## Given task
Your task is to write out exactly the lines from the line containing "Place one dot per instance of the red foliage" through the end of the records, inclusive at both ends.

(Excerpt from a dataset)

--*--

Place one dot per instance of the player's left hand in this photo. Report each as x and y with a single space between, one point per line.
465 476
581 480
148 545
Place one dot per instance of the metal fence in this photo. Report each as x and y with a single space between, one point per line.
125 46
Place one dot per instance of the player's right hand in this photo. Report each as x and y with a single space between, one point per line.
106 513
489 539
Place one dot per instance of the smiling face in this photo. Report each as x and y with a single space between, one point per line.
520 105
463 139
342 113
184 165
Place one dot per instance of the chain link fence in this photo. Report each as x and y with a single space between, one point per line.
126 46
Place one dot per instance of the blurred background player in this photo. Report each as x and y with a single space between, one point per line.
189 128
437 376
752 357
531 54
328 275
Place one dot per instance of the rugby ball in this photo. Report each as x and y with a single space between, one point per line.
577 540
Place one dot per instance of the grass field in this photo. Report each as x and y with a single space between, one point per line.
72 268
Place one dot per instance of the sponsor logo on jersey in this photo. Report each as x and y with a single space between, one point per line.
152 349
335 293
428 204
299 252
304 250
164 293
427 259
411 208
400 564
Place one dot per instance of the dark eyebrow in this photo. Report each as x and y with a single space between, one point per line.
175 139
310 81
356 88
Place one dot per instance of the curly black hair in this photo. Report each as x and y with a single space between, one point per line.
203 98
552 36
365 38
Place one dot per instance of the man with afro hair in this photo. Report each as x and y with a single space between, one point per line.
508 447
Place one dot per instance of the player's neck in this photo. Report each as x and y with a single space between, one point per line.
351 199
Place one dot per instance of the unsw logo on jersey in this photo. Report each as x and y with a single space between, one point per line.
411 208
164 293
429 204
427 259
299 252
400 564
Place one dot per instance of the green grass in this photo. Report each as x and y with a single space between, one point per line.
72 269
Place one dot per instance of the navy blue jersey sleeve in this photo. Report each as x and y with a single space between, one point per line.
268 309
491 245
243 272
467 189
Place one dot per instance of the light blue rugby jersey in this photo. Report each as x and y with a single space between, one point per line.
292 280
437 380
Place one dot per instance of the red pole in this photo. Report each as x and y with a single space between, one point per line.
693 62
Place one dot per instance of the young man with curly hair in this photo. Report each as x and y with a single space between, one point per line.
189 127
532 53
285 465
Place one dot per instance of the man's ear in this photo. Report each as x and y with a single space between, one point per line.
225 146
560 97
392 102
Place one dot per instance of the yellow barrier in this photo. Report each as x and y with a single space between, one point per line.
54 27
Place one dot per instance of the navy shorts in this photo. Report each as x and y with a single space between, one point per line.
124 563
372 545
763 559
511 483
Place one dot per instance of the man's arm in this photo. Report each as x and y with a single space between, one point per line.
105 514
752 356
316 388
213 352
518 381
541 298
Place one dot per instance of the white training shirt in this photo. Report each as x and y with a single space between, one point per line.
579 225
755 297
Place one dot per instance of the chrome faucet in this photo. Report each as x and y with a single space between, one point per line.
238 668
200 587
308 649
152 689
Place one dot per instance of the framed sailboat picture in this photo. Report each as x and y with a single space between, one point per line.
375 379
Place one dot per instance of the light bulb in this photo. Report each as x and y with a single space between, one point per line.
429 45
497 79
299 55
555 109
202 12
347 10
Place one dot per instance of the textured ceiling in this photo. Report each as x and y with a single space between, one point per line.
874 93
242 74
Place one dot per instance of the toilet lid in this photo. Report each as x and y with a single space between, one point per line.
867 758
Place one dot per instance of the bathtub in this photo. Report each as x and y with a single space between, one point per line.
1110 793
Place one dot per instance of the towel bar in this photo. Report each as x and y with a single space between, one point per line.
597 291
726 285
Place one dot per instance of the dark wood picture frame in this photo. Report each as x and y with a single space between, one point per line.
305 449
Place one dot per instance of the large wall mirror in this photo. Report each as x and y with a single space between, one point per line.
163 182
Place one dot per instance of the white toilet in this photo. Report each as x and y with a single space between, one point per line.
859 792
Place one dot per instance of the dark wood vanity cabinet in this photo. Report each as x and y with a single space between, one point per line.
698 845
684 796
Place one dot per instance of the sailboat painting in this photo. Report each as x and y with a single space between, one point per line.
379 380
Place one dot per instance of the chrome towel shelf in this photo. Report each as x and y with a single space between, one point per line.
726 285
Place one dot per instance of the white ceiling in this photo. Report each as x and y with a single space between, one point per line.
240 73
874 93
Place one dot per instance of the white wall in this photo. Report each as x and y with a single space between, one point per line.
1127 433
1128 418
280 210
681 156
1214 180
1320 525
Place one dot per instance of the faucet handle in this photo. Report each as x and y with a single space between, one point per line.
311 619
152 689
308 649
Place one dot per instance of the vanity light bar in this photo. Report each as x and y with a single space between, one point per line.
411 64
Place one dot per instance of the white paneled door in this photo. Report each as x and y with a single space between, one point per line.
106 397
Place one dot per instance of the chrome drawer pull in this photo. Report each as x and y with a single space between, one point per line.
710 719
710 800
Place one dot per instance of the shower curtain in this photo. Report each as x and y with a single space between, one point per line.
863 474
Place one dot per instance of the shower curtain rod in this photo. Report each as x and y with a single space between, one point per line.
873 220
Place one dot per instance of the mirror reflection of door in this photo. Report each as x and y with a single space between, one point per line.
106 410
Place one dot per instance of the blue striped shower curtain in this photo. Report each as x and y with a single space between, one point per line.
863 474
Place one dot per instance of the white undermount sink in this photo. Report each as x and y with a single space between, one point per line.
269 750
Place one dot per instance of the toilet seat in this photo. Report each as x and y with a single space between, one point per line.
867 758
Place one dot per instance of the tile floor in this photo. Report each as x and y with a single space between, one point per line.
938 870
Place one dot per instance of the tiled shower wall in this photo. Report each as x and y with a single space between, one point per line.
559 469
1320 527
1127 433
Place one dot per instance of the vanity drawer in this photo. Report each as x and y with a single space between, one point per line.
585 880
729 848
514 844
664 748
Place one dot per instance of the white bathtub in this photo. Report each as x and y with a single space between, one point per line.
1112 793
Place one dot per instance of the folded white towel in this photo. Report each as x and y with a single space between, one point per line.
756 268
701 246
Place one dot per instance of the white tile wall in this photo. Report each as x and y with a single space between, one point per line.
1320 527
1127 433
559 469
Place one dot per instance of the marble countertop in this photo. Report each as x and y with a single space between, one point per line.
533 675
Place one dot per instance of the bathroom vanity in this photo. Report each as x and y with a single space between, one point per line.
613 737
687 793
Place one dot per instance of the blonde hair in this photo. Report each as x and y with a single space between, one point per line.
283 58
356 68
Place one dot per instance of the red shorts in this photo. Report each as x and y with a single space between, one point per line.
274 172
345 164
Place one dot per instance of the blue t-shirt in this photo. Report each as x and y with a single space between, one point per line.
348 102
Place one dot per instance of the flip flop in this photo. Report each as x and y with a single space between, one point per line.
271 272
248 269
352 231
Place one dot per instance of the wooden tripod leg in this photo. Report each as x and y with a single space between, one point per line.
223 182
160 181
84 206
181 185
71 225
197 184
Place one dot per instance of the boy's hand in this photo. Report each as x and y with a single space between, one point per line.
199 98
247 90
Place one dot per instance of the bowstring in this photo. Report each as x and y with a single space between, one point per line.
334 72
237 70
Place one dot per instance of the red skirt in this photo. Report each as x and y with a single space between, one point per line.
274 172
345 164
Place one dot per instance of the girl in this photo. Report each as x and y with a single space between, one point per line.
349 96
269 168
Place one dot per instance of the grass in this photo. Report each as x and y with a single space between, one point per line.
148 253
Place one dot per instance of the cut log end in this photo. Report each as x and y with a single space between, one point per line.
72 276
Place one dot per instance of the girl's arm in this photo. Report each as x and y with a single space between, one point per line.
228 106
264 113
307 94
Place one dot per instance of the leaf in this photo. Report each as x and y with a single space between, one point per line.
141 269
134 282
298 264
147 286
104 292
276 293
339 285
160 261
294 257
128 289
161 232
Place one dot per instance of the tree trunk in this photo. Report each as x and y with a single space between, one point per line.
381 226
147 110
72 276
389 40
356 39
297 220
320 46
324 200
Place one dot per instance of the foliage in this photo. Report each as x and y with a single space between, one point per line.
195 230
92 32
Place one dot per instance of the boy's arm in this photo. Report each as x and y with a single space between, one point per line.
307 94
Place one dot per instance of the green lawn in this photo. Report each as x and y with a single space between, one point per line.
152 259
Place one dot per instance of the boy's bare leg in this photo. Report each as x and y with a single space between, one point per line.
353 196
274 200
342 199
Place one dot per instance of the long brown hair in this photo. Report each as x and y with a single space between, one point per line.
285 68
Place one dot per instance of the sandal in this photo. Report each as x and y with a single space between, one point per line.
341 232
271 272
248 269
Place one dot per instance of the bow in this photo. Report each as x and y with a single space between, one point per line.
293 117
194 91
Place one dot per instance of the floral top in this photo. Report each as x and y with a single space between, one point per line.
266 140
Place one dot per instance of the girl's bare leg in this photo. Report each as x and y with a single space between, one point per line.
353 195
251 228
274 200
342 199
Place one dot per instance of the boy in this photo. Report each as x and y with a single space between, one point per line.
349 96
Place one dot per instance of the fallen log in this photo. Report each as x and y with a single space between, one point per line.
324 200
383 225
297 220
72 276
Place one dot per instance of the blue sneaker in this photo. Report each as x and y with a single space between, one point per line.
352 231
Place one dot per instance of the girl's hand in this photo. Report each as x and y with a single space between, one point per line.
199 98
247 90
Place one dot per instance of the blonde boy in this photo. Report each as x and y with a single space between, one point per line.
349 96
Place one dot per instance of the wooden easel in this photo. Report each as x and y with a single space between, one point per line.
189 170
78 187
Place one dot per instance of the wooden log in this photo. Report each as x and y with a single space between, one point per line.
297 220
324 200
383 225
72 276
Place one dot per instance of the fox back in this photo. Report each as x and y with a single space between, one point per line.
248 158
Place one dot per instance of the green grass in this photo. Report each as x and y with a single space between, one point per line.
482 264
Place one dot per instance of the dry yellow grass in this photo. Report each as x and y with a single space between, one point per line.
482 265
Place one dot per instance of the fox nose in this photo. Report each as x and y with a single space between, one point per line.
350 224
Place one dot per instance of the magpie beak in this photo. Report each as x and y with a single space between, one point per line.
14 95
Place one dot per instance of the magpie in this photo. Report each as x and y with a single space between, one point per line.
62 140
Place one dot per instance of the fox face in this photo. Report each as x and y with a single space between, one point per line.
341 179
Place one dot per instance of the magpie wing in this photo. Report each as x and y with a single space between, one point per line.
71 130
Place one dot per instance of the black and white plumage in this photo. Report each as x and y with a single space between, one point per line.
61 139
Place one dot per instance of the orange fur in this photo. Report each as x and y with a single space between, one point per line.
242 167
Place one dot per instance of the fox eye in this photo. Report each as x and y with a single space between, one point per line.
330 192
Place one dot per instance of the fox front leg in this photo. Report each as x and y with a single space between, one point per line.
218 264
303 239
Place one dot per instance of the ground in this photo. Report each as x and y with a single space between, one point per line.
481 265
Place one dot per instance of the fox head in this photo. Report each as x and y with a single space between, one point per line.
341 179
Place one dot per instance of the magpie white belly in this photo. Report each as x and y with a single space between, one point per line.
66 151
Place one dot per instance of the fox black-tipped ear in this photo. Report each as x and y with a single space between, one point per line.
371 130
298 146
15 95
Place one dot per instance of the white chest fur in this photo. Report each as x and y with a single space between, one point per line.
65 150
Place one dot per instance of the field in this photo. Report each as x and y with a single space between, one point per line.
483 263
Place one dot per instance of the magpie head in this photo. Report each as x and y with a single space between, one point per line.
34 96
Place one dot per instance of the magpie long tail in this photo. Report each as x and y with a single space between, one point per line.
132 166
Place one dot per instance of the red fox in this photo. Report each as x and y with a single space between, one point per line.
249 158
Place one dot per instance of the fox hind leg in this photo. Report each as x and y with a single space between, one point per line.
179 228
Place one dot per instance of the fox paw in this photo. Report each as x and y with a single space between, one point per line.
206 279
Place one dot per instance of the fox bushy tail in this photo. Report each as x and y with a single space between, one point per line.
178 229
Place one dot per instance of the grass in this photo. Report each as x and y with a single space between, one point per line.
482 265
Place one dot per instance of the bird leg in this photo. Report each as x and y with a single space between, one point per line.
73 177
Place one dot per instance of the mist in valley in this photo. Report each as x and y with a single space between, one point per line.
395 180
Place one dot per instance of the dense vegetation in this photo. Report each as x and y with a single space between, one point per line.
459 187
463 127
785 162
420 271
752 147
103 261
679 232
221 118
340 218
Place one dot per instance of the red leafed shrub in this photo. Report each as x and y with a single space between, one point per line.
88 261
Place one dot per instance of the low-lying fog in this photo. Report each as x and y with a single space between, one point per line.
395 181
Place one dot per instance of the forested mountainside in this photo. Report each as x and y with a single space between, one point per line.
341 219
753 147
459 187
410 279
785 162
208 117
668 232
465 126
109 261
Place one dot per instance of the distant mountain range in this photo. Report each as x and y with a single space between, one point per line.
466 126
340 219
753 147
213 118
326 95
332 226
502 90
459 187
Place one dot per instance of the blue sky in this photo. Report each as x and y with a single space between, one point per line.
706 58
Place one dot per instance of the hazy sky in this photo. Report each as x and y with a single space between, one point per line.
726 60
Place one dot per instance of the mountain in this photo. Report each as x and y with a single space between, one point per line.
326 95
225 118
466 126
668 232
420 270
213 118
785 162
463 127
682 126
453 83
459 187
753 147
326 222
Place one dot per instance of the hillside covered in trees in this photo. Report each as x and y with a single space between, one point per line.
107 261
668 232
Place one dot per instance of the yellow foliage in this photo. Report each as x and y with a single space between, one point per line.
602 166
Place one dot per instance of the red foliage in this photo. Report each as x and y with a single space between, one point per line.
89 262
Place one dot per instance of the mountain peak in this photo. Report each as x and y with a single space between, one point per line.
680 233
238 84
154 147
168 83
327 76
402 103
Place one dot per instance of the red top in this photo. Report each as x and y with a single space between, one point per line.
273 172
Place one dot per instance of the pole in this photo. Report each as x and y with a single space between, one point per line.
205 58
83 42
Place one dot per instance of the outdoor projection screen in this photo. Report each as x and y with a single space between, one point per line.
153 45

--*--

## Answer to the problem
Place one dot per instance of the red foliage in this photo. Report each as x and y with a single space between, one point per line.
89 262
Place one dot per instance of the mountain peak in this photo. Report each as x and y with a single space between, one point per line.
680 233
238 84
154 147
168 83
327 76
402 103
Place one dot per instance of the red top in this photo. Report each as x and y with a single space between, one point per line.
273 172
Place one dot per instance of the pole in this photo. Report each as x and y with a single space between, one point per line.
205 58
83 42
Place one dot per instance of the outdoor projection screen in this photo. Report each as x and y with a single space between, one point per line.
153 45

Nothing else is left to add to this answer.